WHAT IS NEEDED => Repeat all of the data precisely.

===============

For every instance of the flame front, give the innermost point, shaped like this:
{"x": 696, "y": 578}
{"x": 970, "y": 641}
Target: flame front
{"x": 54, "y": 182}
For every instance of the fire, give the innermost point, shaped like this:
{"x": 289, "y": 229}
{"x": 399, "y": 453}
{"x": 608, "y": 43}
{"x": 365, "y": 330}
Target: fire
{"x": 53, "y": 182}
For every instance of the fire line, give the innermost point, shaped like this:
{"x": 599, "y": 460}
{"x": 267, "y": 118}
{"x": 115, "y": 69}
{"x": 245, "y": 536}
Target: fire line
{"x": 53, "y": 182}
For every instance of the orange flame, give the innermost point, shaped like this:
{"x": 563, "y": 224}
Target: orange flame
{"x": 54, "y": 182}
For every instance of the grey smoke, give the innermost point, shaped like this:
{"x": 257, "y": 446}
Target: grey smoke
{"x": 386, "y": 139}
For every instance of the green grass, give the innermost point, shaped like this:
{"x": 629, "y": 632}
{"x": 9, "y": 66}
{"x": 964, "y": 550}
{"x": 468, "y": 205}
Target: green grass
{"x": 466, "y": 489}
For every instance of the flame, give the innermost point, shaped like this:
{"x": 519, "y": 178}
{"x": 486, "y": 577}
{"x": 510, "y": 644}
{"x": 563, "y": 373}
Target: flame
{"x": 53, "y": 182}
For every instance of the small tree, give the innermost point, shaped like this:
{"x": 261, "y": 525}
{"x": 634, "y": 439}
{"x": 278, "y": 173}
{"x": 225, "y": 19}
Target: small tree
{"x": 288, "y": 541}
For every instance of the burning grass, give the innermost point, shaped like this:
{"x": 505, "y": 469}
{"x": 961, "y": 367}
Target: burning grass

===============

ANSWER TO THIS TASK =>
For every instance of the flame front, give the innermost point, shaped like this:
{"x": 696, "y": 578}
{"x": 970, "y": 641}
Target: flame front
{"x": 54, "y": 182}
For every instance of the fire, give the innermost point, shaped like this:
{"x": 289, "y": 229}
{"x": 399, "y": 453}
{"x": 608, "y": 43}
{"x": 365, "y": 330}
Target: fire
{"x": 53, "y": 182}
For every instance of the fire line, give the innermost point, shaped like this:
{"x": 599, "y": 460}
{"x": 267, "y": 118}
{"x": 115, "y": 69}
{"x": 245, "y": 536}
Target: fire line
{"x": 53, "y": 182}
For every instance of the orange flame, give the innermost point, shaped like this:
{"x": 563, "y": 224}
Target: orange flame
{"x": 54, "y": 182}
For every instance of the grey smoke, give the innermost point, shaped like this:
{"x": 257, "y": 446}
Target: grey smoke
{"x": 386, "y": 139}
For every instance of the green grass, give the innermost point, shaped like this:
{"x": 629, "y": 632}
{"x": 9, "y": 66}
{"x": 964, "y": 550}
{"x": 468, "y": 205}
Target: green grass
{"x": 466, "y": 489}
For every instance of the flame, give the innermost point, shaped like this:
{"x": 519, "y": 178}
{"x": 486, "y": 577}
{"x": 510, "y": 644}
{"x": 563, "y": 373}
Target: flame
{"x": 53, "y": 182}
For every instance of the small tree, give the innermost point, shaped like this:
{"x": 261, "y": 525}
{"x": 634, "y": 439}
{"x": 278, "y": 173}
{"x": 225, "y": 19}
Target: small tree
{"x": 288, "y": 541}
For every instance of the burning grass, give the innermost point, shaped like this:
{"x": 505, "y": 469}
{"x": 961, "y": 367}
Target: burning grass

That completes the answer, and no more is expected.